▶ Texto
────────────────────

Con la partida de mi madre, habiendo perdido a mi padre años atrás, decidí cuidar de mí en busca de una vejez tranquila. Así, a mediados de 2021 y tras un año de terapia psiquiátrica, mi especialista me sugirió reducir mi estrés laboral de autónomo. En la siguiente cita se encontró con que había montado otra empresa, lo que confirmó sus sospechas sobre mi TDAH poco después diagnosticado, además de un trastorno ansioso-depresivo crónico desde la infancia.
Al finalizar ese año inicié el lento proceso para el reconocimiento de mi grado de discapacidad, un par de semanas antes de que en enero, con dos vacunas en mi haber, sufrir el COVID-19 con síntomas moderados. Lo superé en una semana aunque me quedó una tos seca persistente y un cansancio al caminar que atribuí a los efectos del confinamiento
La primavera y el verano pasaron, y el otoño, aunque difícil, fue soportable. El invierno me trajo encadenada gripe tras gripe, intensas  pero sin fiebre, con jaquecas y tos grosera. Al no tener fiebre, seguí con mucolíticos por indicación médica y no le di mayor importancia.
Una tarde, estando solo en casa con mi perrita, me desmayé al toser. "Síncope tusígeno", nada especialmente grave. Pero tras dos meses en los que los desmayos aumentaron a varios diarios, mi médica me derivó con urgencia a un neumólogo que me llamó por teléfono solo dos días después, comprometiéndose a hacerme pruebas sin demora; mi sorpresa fue mayúscula al recibir cita con él y para un TAC con fecha de enero de 2024.

────────────────────

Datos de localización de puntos
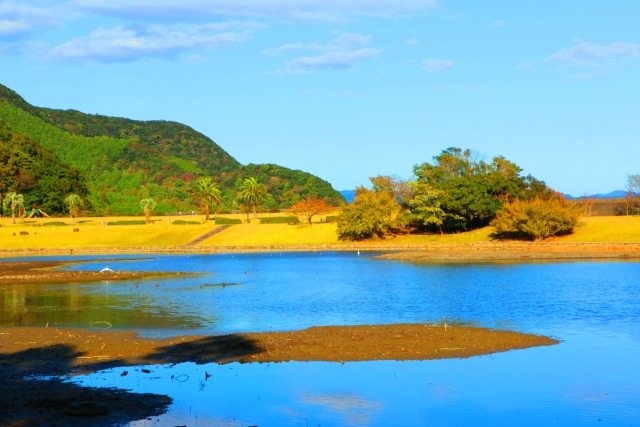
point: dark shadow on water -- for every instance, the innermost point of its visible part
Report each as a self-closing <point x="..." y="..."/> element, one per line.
<point x="213" y="349"/>
<point x="26" y="400"/>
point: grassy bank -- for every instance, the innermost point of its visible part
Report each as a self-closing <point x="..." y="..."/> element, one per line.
<point x="95" y="233"/>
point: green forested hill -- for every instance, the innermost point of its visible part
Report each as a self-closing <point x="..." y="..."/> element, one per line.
<point x="34" y="171"/>
<point x="127" y="160"/>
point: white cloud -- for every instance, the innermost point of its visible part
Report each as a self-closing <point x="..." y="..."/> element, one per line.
<point x="341" y="52"/>
<point x="127" y="43"/>
<point x="342" y="41"/>
<point x="594" y="56"/>
<point x="432" y="65"/>
<point x="316" y="10"/>
<point x="336" y="60"/>
<point x="18" y="19"/>
<point x="525" y="66"/>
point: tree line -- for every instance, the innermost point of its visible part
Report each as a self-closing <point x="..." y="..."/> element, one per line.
<point x="458" y="192"/>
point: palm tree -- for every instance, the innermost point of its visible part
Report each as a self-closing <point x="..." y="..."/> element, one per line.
<point x="147" y="206"/>
<point x="14" y="201"/>
<point x="252" y="192"/>
<point x="208" y="192"/>
<point x="74" y="204"/>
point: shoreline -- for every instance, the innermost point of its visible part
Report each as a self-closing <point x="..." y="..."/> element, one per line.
<point x="418" y="251"/>
<point x="27" y="354"/>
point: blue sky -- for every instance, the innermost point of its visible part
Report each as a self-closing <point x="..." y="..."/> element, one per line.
<point x="349" y="89"/>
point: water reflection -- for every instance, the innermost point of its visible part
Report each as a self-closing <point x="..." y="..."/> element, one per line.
<point x="593" y="307"/>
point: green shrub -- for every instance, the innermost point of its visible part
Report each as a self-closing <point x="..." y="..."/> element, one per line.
<point x="128" y="222"/>
<point x="535" y="219"/>
<point x="280" y="220"/>
<point x="184" y="222"/>
<point x="222" y="220"/>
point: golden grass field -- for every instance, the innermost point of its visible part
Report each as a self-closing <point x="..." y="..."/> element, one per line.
<point x="94" y="233"/>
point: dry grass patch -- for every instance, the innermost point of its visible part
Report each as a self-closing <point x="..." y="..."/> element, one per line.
<point x="95" y="233"/>
<point x="274" y="234"/>
<point x="600" y="229"/>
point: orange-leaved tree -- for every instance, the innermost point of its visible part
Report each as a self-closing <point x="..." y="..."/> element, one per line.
<point x="309" y="207"/>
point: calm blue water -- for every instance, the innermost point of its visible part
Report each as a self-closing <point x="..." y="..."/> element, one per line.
<point x="592" y="377"/>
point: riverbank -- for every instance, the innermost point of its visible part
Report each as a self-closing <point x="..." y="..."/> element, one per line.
<point x="394" y="250"/>
<point x="35" y="272"/>
<point x="28" y="352"/>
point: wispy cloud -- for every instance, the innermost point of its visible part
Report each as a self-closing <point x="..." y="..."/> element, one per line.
<point x="128" y="43"/>
<point x="337" y="60"/>
<point x="316" y="10"/>
<point x="595" y="57"/>
<point x="432" y="65"/>
<point x="18" y="19"/>
<point x="341" y="52"/>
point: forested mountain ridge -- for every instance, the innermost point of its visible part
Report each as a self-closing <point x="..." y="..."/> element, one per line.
<point x="28" y="167"/>
<point x="126" y="160"/>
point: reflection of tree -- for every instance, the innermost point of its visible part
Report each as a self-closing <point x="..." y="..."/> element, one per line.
<point x="356" y="409"/>
<point x="28" y="401"/>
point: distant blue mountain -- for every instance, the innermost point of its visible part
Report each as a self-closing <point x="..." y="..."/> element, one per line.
<point x="348" y="195"/>
<point x="617" y="194"/>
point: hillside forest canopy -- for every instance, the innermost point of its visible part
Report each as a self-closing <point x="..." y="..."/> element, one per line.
<point x="115" y="162"/>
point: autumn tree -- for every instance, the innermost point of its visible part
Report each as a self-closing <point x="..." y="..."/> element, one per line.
<point x="252" y="192"/>
<point x="468" y="190"/>
<point x="13" y="201"/>
<point x="74" y="205"/>
<point x="207" y="192"/>
<point x="309" y="207"/>
<point x="147" y="206"/>
<point x="536" y="219"/>
<point x="633" y="193"/>
<point x="372" y="214"/>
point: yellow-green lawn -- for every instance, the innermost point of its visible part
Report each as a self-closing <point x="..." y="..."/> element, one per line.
<point x="94" y="233"/>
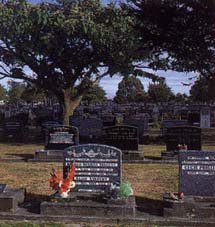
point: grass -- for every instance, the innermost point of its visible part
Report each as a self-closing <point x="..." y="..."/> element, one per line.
<point x="147" y="180"/>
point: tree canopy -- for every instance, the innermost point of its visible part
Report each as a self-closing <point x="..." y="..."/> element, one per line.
<point x="160" y="92"/>
<point x="180" y="33"/>
<point x="69" y="46"/>
<point x="130" y="89"/>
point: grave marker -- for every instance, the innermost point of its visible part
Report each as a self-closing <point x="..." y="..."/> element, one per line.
<point x="197" y="173"/>
<point x="123" y="137"/>
<point x="97" y="167"/>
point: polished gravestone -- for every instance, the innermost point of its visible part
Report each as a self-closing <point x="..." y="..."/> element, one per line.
<point x="197" y="182"/>
<point x="57" y="139"/>
<point x="124" y="137"/>
<point x="13" y="131"/>
<point x="188" y="135"/>
<point x="98" y="168"/>
<point x="10" y="198"/>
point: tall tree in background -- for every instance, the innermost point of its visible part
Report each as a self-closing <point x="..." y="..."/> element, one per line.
<point x="15" y="91"/>
<point x="130" y="89"/>
<point x="69" y="46"/>
<point x="160" y="92"/>
<point x="3" y="93"/>
<point x="181" y="33"/>
<point x="203" y="90"/>
<point x="95" y="94"/>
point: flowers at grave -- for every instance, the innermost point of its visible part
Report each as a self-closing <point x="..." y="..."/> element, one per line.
<point x="60" y="185"/>
<point x="125" y="190"/>
<point x="182" y="147"/>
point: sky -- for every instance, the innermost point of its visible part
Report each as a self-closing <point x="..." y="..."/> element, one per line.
<point x="174" y="80"/>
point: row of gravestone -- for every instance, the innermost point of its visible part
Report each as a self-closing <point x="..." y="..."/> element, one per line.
<point x="98" y="169"/>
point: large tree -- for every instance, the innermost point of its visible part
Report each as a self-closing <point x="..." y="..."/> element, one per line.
<point x="160" y="92"/>
<point x="181" y="33"/>
<point x="203" y="90"/>
<point x="3" y="93"/>
<point x="130" y="89"/>
<point x="68" y="46"/>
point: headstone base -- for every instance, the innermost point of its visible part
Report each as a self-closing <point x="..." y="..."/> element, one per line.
<point x="189" y="207"/>
<point x="10" y="199"/>
<point x="169" y="155"/>
<point x="49" y="155"/>
<point x="90" y="207"/>
<point x="132" y="155"/>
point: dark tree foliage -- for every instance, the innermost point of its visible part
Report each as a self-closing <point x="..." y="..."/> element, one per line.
<point x="160" y="92"/>
<point x="69" y="46"/>
<point x="130" y="89"/>
<point x="95" y="94"/>
<point x="3" y="93"/>
<point x="180" y="33"/>
<point x="203" y="90"/>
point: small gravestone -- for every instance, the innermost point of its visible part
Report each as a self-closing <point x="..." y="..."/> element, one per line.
<point x="13" y="130"/>
<point x="197" y="184"/>
<point x="60" y="137"/>
<point x="205" y="118"/>
<point x="97" y="167"/>
<point x="188" y="136"/>
<point x="123" y="137"/>
<point x="10" y="198"/>
<point x="126" y="139"/>
<point x="191" y="136"/>
<point x="57" y="139"/>
<point x="197" y="173"/>
<point x="2" y="187"/>
<point x="90" y="129"/>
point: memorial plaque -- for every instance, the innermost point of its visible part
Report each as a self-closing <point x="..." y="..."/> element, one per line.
<point x="2" y="187"/>
<point x="13" y="129"/>
<point x="97" y="167"/>
<point x="91" y="127"/>
<point x="205" y="118"/>
<point x="197" y="173"/>
<point x="123" y="137"/>
<point x="191" y="136"/>
<point x="60" y="137"/>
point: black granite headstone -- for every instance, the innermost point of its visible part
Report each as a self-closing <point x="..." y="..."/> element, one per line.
<point x="13" y="130"/>
<point x="97" y="167"/>
<point x="60" y="137"/>
<point x="123" y="137"/>
<point x="191" y="136"/>
<point x="197" y="173"/>
<point x="2" y="187"/>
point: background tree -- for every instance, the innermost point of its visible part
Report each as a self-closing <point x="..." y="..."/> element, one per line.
<point x="160" y="92"/>
<point x="68" y="45"/>
<point x="180" y="33"/>
<point x="15" y="91"/>
<point x="3" y="93"/>
<point x="130" y="89"/>
<point x="203" y="90"/>
<point x="95" y="94"/>
<point x="181" y="98"/>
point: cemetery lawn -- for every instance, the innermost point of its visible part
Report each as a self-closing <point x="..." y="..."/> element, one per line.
<point x="148" y="180"/>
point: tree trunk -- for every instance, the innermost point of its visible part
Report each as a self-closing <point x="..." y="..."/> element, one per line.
<point x="69" y="105"/>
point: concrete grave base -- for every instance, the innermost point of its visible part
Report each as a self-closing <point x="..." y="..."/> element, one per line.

────────────────────

▶ Ejercicio propuesto
Transcribe sin cambios el fragmento del relato que va desde "Con la partida" hasta "desde la infancia.".

▶ Resultado
Con la partida de mi madre, habiendo perdido a mi padre años atrás, decidí cuidar de mí en busca de una vejez tranquila. Así, a mediados de 2021 y tras un año de terapia psiquiátrica, mi especialista me sugirió reducir mi estrés laboral de autónomo. En la siguiente cita se encontró con que había montado otra empresa, lo que confirmó sus sospechas sobre mi TDAH poco después diagnosticado, además de un trastorno ansioso-depresivo crónico desde la infancia.